Excerpts from a dataset
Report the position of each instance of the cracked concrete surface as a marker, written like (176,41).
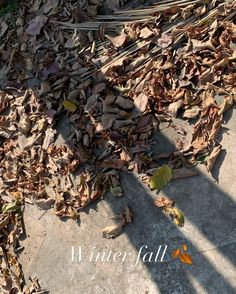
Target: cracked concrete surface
(209,233)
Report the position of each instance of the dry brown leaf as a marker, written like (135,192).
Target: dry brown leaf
(145,33)
(35,26)
(175,253)
(186,258)
(113,163)
(184,172)
(118,41)
(112,232)
(192,112)
(199,45)
(175,106)
(163,202)
(141,102)
(165,40)
(228,102)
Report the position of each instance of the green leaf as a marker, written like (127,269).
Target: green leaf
(176,214)
(10,207)
(161,177)
(69,105)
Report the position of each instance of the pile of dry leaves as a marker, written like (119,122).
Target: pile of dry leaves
(114,79)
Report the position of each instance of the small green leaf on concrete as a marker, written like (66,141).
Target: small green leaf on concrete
(176,215)
(69,105)
(161,177)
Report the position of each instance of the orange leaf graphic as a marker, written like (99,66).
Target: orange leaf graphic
(186,258)
(185,247)
(175,253)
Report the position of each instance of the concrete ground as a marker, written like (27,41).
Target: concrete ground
(209,233)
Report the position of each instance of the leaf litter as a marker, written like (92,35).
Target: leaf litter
(114,78)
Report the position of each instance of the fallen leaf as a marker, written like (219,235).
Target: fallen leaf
(199,45)
(228,102)
(112,232)
(70,106)
(183,172)
(165,40)
(186,258)
(161,177)
(175,106)
(163,202)
(175,253)
(192,112)
(212,158)
(35,26)
(141,102)
(113,163)
(176,215)
(145,33)
(118,41)
(10,207)
(117,191)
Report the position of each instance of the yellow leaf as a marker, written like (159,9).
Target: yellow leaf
(175,253)
(186,258)
(69,105)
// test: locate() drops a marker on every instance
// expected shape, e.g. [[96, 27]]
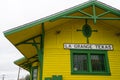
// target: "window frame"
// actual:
[[89, 52]]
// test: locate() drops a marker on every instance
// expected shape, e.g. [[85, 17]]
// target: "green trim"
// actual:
[[64, 13], [94, 13], [41, 51], [89, 52], [48, 18], [33, 68]]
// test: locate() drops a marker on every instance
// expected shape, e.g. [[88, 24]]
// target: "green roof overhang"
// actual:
[[30, 33]]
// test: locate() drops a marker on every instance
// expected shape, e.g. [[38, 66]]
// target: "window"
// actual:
[[89, 62], [35, 73]]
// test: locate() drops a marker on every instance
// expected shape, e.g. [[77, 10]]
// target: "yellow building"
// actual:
[[79, 43]]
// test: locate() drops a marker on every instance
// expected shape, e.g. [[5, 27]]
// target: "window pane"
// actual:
[[80, 62], [98, 63]]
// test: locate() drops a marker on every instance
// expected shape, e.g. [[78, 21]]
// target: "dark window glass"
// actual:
[[80, 62], [98, 63]]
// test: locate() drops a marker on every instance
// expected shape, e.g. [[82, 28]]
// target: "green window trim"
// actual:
[[34, 77], [89, 64]]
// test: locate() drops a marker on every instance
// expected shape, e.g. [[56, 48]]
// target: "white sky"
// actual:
[[14, 13]]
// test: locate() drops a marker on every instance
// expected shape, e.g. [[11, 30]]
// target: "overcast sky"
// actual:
[[14, 13]]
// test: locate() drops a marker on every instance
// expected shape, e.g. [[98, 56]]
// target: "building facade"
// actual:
[[80, 43]]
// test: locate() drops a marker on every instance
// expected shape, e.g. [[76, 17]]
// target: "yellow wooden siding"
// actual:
[[57, 59]]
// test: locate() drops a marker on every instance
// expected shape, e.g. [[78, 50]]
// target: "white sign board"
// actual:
[[89, 46]]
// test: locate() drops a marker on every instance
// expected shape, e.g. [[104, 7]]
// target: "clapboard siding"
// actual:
[[57, 59]]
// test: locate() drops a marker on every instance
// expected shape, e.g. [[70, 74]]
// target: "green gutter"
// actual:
[[108, 8], [41, 52]]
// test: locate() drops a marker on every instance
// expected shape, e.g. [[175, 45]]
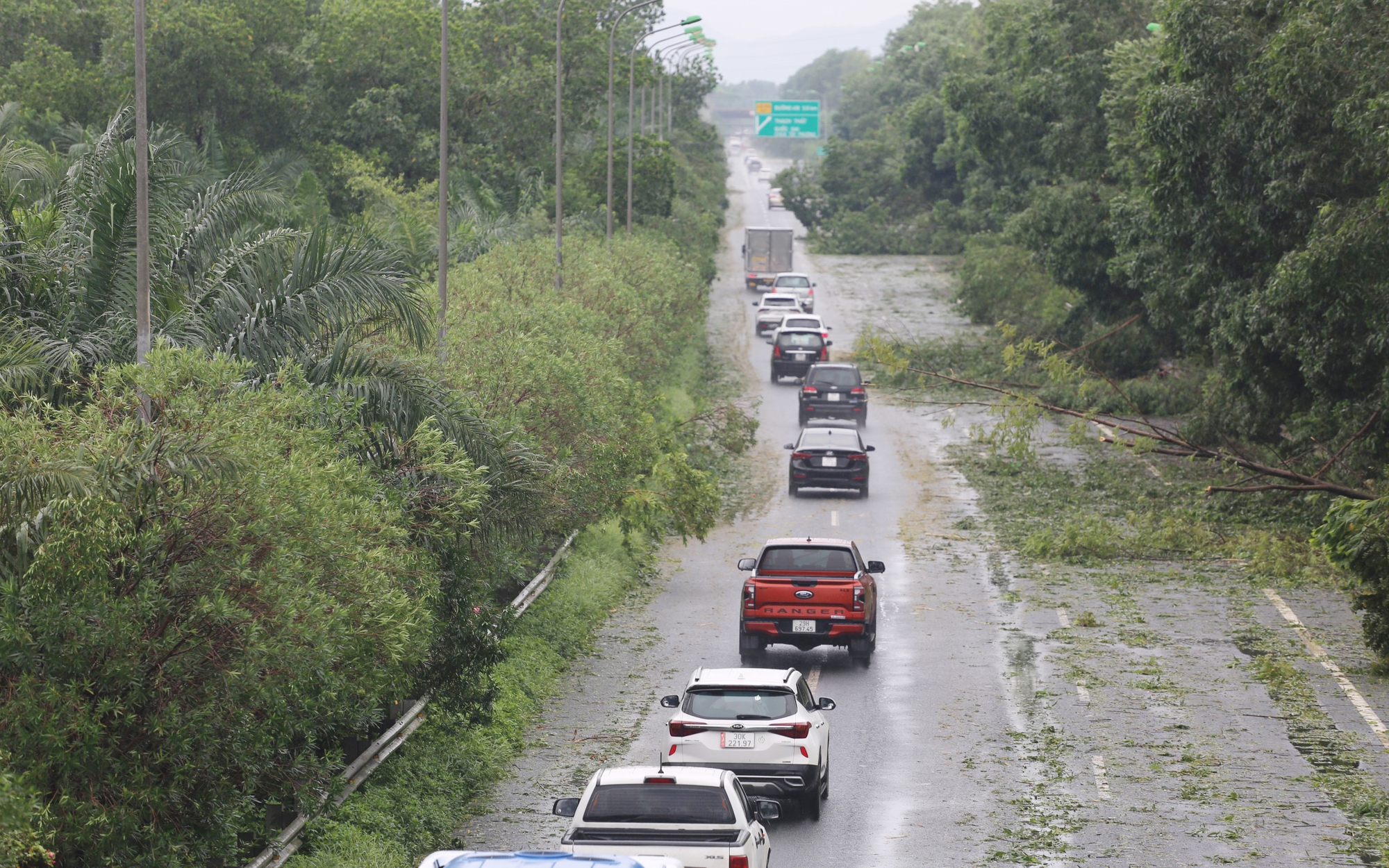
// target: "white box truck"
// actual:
[[766, 255]]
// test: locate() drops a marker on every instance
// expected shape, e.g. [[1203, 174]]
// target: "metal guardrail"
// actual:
[[359, 770]]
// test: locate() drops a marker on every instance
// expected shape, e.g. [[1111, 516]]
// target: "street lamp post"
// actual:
[[444, 177], [612, 35], [142, 201], [559, 152], [631, 77]]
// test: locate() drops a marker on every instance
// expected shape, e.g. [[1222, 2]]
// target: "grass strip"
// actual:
[[419, 801]]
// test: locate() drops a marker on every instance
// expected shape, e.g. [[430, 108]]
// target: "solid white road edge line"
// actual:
[[1327, 663], [1102, 784]]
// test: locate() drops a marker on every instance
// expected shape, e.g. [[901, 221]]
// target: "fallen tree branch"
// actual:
[[1170, 438]]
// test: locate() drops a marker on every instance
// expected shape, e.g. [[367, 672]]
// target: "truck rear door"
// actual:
[[781, 244], [759, 251]]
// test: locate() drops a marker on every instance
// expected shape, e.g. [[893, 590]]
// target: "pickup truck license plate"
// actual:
[[735, 740]]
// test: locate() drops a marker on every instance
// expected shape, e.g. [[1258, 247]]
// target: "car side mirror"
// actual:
[[566, 808]]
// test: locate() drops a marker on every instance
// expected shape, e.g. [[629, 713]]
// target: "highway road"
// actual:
[[967, 740]]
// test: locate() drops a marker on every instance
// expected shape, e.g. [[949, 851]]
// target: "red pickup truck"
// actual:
[[808, 592]]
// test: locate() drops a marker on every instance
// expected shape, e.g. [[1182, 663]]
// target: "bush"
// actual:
[[1001, 283], [1355, 535], [195, 610]]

» **Work to be completed**
Return every line of the data above exactly, and omit all pictures.

» **The answer**
Report the position of each instance of the cracked concrete surface as a marker, written like (176,41).
Target: cracked concrete surface
(209,233)
Report the position of each instance of the dry brown leaf as a marker, written like (135,192).
Target: dry brown leaf
(145,33)
(35,26)
(175,253)
(186,258)
(113,163)
(184,172)
(118,41)
(112,232)
(192,112)
(199,45)
(175,106)
(163,202)
(141,102)
(165,40)
(228,102)
Report the position of each instance of the green leaf as a marker, written like (127,269).
Target: green leaf
(176,214)
(10,207)
(161,177)
(69,105)
Report the position of each instance of the pile of dry leaves as a marker, written like (119,122).
Target: pile of dry leaves
(114,79)
Report the position of each instance of the small green leaf on concrete as a marker, written like (66,141).
Target: small green leaf on concrete
(176,215)
(69,105)
(161,177)
Report the position of each instance of the orange leaf graphic as a marker, written like (99,66).
Target: orange leaf graphic
(186,258)
(185,247)
(175,253)
Report the position of each instance of the concrete ground as a marker, written like (27,41).
Target: concrete ground
(209,233)
Report the position of each instance of the leaf litter as a marker, written like (92,35).
Target: leaf litter
(114,78)
Report the position of each instance of the fallen leaf as a marker, written like (219,235).
Target: fallen leaf
(199,45)
(228,102)
(112,232)
(70,106)
(183,172)
(165,40)
(186,258)
(161,177)
(175,106)
(163,202)
(175,253)
(192,112)
(212,158)
(35,26)
(141,102)
(113,163)
(176,215)
(145,33)
(118,41)
(10,207)
(117,191)
Report the position of each instance of the yellow leaf as a marker, written like (159,9).
Target: yellow leaf
(175,253)
(186,258)
(69,105)
// test: locate() drops a marker on every instance
// expected shape, e.g. [[96, 27]]
// target: "window frame"
// actual:
[[89, 52]]
// test: locate() drops a marker on every instance
// expected shape, e.g. [[85, 17]]
// target: "green trim"
// actual:
[[64, 13], [94, 13], [41, 51], [89, 52], [48, 18], [33, 68]]
// test: locate() drops a marker on every instance
// expected shape, e.g. [[88, 24]]
// target: "green roof overhang"
// actual:
[[30, 33]]
// test: locate() drops a marker on every instance
// expected shape, e.g. [[38, 66]]
// target: "window"
// actual:
[[89, 62], [35, 73]]
// test: locate() drops a marker on every instance
// expected shape, e.g. [[77, 10]]
// target: "yellow building"
// actual:
[[79, 43]]
// test: locate() drops a marker on every instance
// expected shape, e.g. [[5, 27]]
// target: "window pane"
// actual:
[[80, 62], [98, 63]]
// test: locate() drops a marker on every instance
// expected shape, e.g. [[78, 21]]
// target: "dark window glass"
// actual:
[[80, 62], [98, 63]]
// test: locate() drops a marker on every instance
// expected shape, e.g. [[82, 28]]
// target: "green window trim"
// actual:
[[34, 77], [89, 64]]
// test: locate() drops a marker on every instance
// expected shape, e.g. [[56, 48]]
// target: "white sky"
// actual:
[[14, 13]]
// test: locate() drops a marker on every instance
// expected shape, e.g. [[11, 30]]
// target: "overcast sky"
// actual:
[[14, 13]]
// test: locate() drops a marker on every instance
// expected shape, e.g. [[98, 56]]
// target: "building facade"
// actual:
[[80, 43]]
// test: locate() drops a marker on every instance
// expected shape, e.g. [[76, 17]]
// target: "yellow wooden siding"
// actual:
[[57, 59]]
// test: locate() drops a marker on every instance
// expected shape, e.g. [[78, 50]]
// target: "white sign board"
// actual:
[[89, 46]]
// test: locate() drops a marker on every instance
// expected shape, e.g. [[104, 7]]
// target: "clapboard siding"
// actual:
[[57, 59]]
// test: locate() drops a marker on every instance
// expected shape, e.g. [[70, 74]]
// target: "green gutter"
// actual:
[[108, 8], [41, 52]]
// test: locate() drops a marker on every instance
// expected shape, e.g. [[175, 45]]
// target: "white box truck"
// actual:
[[766, 255]]
// test: locate() drops a marker on every instance
// expected shape, e.g. [[1203, 174]]
// target: "metal guardrail"
// actual:
[[359, 770]]
// test: locate() drops a marker on every instance
// expected shape, e.g. [[1111, 516]]
// target: "street lamp post"
// actual:
[[444, 177], [612, 35], [142, 201], [559, 152], [631, 77]]
// test: locate() drops a marker on every instance
// expected shape, e.g. [[1222, 2]]
// target: "grass strip"
// actual:
[[419, 801]]
// test: locate() drops a marker on every instance
// expected shape, e.g. [[430, 108]]
// target: "solid white road edge line"
// actual:
[[1327, 663], [1102, 784]]
// test: locate() drops a marker on every instance
// expected shape, e.g. [[901, 221]]
// target: "fallen tree branch"
// actual:
[[1170, 438]]
// test: locate() drops a marker on every instance
// expected shape, e.g. [[367, 672]]
// target: "truck rear door"
// actual:
[[781, 244], [759, 251]]
// test: locate() drops a marker on every instance
// expected shape, e.g. [[893, 590]]
// target: "pickup truck license plate"
// actual:
[[735, 740]]
// test: locate() drops a marker on every instance
// expected shape, e.g. [[1258, 247]]
// target: "car side mirror"
// actual:
[[566, 808]]
// test: locate() drops a marker on every instance
// expected shape, e.g. [[629, 713]]
// target: "highway road"
// actual:
[[967, 740]]
// test: locate() drops a marker on every instance
// expected shape, e.g. [[949, 851]]
// target: "red pickup truck"
// actual:
[[808, 592]]
// test: locate() drops a marker on every instance
// expected shape, e.g. [[1182, 663]]
// target: "bush"
// actual:
[[1001, 283], [1355, 535], [195, 610]]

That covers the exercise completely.